■ Directions for this task ■
Would you pull out every line of the material that contains the string "earns"?

■ Data excerpts ■

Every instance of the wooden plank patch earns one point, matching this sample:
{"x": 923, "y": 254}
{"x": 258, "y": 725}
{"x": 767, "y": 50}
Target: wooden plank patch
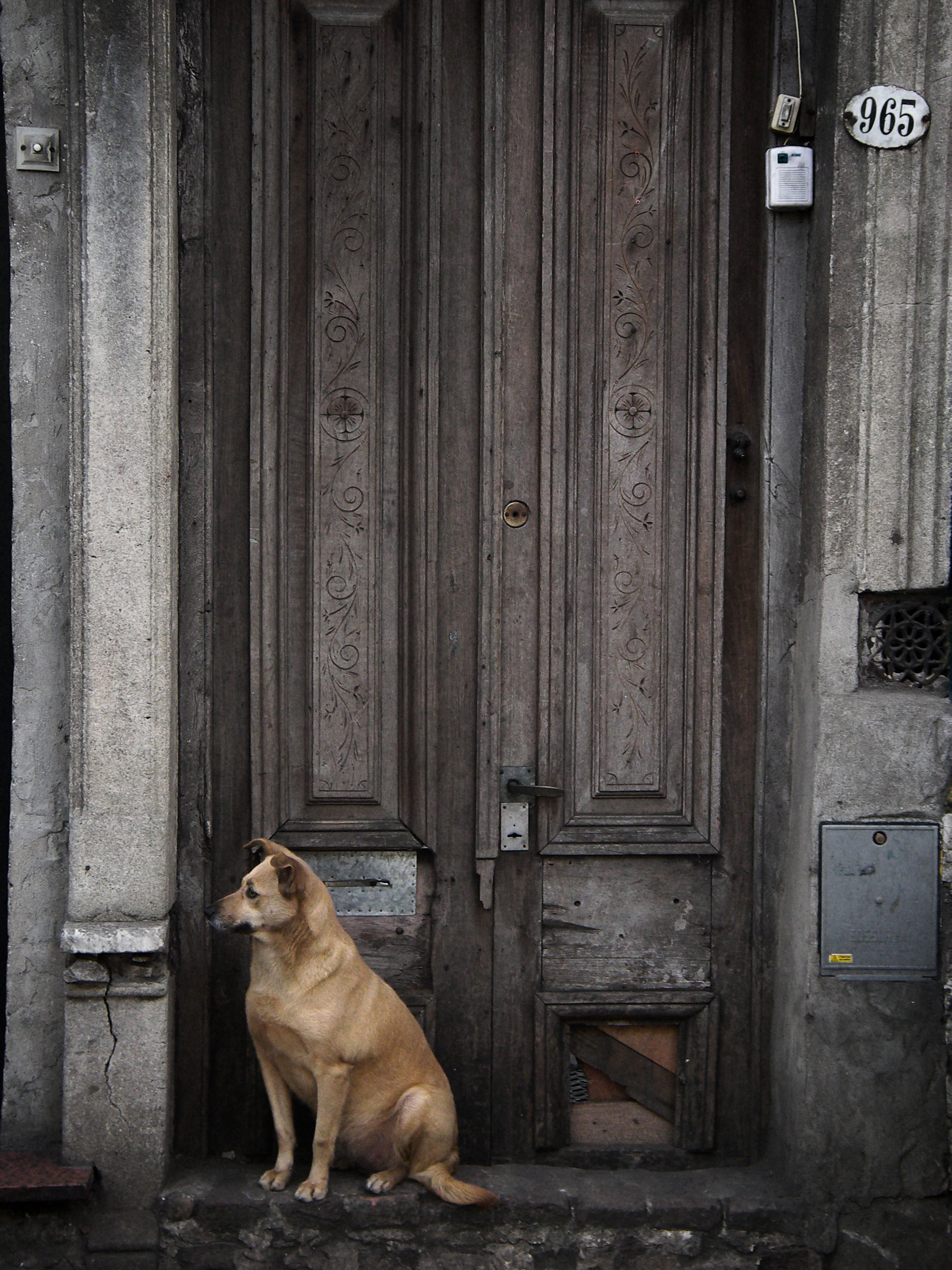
{"x": 644, "y": 1081}
{"x": 29, "y": 1176}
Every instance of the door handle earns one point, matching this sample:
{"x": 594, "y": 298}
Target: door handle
{"x": 518, "y": 791}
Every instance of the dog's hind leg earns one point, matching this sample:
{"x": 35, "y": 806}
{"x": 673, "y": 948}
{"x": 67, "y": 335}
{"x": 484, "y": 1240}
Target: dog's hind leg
{"x": 280, "y": 1099}
{"x": 333, "y": 1085}
{"x": 384, "y": 1181}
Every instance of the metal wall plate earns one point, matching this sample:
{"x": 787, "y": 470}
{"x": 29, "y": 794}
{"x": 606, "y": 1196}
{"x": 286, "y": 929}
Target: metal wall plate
{"x": 879, "y": 901}
{"x": 367, "y": 883}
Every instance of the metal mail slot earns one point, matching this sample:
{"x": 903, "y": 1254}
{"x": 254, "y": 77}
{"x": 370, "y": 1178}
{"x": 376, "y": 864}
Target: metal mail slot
{"x": 367, "y": 883}
{"x": 879, "y": 901}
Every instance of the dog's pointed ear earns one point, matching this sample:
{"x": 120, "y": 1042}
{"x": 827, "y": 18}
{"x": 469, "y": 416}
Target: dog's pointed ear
{"x": 257, "y": 850}
{"x": 286, "y": 869}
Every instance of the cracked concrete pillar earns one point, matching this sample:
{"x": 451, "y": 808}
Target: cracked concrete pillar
{"x": 117, "y": 1065}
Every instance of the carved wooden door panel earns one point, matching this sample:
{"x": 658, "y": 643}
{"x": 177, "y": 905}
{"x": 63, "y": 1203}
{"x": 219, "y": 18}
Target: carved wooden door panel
{"x": 604, "y": 612}
{"x": 490, "y": 265}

■ Problem solution ■
Every instance of the wooden plank patch earns one point, matching this sample:
Every instance of the door handle earns one point, matching this sample:
Every instance of the dog's hind leg earns one point, matching this sample:
Every instance of the metal wall plate earns one point, matching this sample:
Every instance of the metal mail slot earns one point, matching this sample:
Every instance of the dog's pointed ear earns one point, matching this sample:
Every instance of the cracked concrete pillar earns one point, matching this sample:
Every instance of the carved wooden door panel earns one point, matching this sample:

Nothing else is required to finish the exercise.